Answer these questions from the text on tweaking 3D Bresenham that follows.
(a) Which axis does the text assume is dominant, and what does that mean?
(b) What ratio does the secondary threshold use?
(c) What additional cell must be gotten when the extra cell is needed in both x and y?

# TEXT UNDER STUDY
.....

I think 3d Bresenham is the way to go, just tweaked a bit. As a first pass at the problem, proceed as Bresenham, but be suspicious when you're about to take a step, or you've just taken a step, as these are the places where the line could pass through extra cells.
For simplicity, let's assume that z
is dominant, meaning that z
increments every step. The 3d Bresenham question is: "when do we increment/decrement in x
or y
?" The answer is when accumulated error in x
reaches .5, or when the error in y
does, or both.
For your case, I think you need to have a secondary threshold that uses slopeY = deltaY/deltaZ
to decide if the line is about to cross into a neighboring cell. If stepZ
is the change in z along the line for each pixel, then a test like error > .5 - slopeY/stepZ
should tell you to get cells on both sides of the line in y
. A similar test tells you if you have to get the extra cell in x
. If you have to get the extra cell in both x AND y, then you have to get the cell diagonal to the Bresenham cell as well.

.....

# DATA SECTION
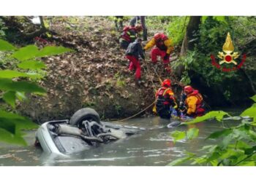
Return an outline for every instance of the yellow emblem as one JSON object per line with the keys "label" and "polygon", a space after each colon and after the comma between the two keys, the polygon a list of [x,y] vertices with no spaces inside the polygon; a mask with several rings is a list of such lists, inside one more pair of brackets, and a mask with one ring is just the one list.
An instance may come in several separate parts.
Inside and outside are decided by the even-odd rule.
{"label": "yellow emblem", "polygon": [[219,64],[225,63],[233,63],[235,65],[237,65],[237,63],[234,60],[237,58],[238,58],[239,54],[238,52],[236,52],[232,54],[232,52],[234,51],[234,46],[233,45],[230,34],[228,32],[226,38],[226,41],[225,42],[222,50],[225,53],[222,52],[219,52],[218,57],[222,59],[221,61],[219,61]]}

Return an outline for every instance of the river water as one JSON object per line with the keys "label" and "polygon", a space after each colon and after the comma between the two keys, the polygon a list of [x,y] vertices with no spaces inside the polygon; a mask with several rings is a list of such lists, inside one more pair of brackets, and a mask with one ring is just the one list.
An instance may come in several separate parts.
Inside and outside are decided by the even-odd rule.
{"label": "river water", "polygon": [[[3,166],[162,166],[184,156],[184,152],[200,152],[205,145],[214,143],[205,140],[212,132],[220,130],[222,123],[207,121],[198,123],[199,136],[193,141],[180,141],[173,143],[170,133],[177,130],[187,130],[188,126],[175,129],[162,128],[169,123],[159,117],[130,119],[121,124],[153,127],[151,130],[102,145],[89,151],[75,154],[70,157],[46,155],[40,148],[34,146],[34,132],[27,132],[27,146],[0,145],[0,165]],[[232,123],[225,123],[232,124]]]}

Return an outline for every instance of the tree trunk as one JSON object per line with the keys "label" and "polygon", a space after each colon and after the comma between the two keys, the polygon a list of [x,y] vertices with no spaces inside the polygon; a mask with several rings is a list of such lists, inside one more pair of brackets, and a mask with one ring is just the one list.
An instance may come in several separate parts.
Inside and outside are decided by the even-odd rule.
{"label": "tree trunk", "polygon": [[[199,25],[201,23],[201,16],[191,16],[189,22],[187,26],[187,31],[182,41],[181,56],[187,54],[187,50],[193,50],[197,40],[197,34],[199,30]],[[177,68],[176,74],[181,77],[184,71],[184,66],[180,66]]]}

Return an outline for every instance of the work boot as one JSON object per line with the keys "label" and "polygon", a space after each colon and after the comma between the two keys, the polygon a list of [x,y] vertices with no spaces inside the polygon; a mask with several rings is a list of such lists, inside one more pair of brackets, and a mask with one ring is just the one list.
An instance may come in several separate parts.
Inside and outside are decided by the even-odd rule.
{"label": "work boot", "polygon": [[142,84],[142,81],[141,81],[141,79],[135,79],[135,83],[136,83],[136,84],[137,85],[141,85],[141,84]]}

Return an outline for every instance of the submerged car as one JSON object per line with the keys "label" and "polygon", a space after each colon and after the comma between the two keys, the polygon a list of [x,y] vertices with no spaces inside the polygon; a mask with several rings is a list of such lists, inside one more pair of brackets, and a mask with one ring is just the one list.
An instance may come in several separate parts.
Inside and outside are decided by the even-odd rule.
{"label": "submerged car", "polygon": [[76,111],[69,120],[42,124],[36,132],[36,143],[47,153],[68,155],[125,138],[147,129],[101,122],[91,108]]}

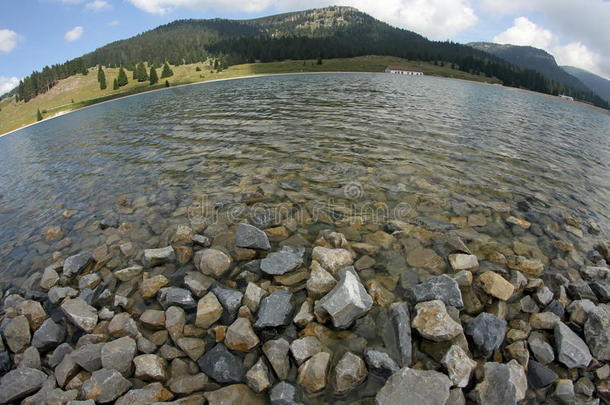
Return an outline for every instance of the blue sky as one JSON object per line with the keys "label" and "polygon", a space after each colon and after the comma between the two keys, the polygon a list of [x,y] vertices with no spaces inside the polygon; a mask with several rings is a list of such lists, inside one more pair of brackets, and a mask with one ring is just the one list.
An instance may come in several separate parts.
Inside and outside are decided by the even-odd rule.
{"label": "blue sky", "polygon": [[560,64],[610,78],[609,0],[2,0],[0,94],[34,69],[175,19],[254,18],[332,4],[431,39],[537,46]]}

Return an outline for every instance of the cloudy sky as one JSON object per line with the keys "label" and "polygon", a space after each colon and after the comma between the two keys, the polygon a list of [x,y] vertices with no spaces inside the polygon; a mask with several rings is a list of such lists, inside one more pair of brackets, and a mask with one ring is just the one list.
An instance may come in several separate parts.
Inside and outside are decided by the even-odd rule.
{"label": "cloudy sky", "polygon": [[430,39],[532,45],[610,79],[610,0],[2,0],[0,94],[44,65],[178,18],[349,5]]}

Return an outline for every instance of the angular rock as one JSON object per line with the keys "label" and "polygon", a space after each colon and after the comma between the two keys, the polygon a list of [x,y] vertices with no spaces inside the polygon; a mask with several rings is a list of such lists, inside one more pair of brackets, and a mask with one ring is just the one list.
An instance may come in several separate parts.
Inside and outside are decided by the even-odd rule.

.....

# ANSWER FOR THIS EXERCISE
(a) The z axis is assumed dominant, meaning z increments every step.
(b) It uses slopeY = deltaY/deltaZ.
(c) The cell diagonal to the Bresenham cell must also be gotten.